_Text excerpt_.
The WV Legislature’s Motto- Our Job Won’t Be Done Until We’re #50

The running joke in WV for as long as I have lived was “At least we’re not Kentucky.” That joke is soon going no longer going to work as the WV legislature is in session, and man has it been a total wingnut shitshow. First up, right to work:

The West Virginia State House narrowly passed a right-to-work bill on Thursday, setting the state up to become the country’s 26th that doesn’t require employees to pay dues to their unions — a measure that has hobbled organized labor elsewhere.

The bill had been fast-tracked through the legislature’s two-month session, passing through committee hearings, floor debate, and final votes in a span of three weeks — amid protest rallies and furious lobbying by unions and their allies — in order to leave enough time for the legislature to override an anticipated veto by Democratic Gov. Earl Ray Tomblin. It passed by a vote of 54-46.

_Stated exercise A_. Please tally the lines in the listing below that contain the string "white", counting case as significant, and give only the number.

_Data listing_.
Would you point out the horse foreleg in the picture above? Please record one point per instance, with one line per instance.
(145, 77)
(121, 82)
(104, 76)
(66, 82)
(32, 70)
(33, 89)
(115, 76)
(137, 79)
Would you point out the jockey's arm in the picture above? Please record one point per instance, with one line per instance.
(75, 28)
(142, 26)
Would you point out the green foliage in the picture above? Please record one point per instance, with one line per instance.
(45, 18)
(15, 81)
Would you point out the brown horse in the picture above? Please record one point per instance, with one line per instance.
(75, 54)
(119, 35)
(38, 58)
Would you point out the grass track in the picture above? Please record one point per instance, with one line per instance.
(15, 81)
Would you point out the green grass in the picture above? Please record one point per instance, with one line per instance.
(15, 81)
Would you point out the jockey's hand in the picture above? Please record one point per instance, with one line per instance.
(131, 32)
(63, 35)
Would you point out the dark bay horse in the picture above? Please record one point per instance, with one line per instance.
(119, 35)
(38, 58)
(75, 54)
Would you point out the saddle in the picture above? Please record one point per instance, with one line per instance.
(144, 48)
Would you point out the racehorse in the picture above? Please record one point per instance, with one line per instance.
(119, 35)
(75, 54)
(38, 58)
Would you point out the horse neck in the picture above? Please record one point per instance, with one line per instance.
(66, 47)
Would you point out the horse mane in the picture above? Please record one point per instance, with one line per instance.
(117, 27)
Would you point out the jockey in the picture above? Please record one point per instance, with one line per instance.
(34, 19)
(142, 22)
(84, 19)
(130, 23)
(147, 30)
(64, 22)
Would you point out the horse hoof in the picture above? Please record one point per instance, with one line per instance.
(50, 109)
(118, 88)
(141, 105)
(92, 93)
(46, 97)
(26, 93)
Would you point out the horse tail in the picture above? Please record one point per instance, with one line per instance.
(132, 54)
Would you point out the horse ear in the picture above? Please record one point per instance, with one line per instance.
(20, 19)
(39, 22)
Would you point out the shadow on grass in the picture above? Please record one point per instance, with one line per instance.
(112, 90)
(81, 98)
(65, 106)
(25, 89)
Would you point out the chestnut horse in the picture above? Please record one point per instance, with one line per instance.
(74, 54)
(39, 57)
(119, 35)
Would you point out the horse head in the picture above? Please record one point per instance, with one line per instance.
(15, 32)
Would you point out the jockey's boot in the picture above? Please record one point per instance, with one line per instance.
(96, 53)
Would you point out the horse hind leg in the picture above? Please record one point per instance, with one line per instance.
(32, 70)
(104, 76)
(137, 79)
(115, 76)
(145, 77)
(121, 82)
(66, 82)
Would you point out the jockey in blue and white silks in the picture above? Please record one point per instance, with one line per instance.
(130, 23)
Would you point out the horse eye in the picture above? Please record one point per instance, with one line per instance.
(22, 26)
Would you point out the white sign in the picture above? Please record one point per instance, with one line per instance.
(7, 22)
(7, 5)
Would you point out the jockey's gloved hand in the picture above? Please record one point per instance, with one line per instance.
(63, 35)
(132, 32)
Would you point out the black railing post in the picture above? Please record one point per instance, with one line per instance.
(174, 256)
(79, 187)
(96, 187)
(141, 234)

_Stated exercise B_. In the post on the West Virginia legislature, by what vote did the right-to-work bill pass the State House?

_Problem solution A_. 2

_Problem solution B_. 54-46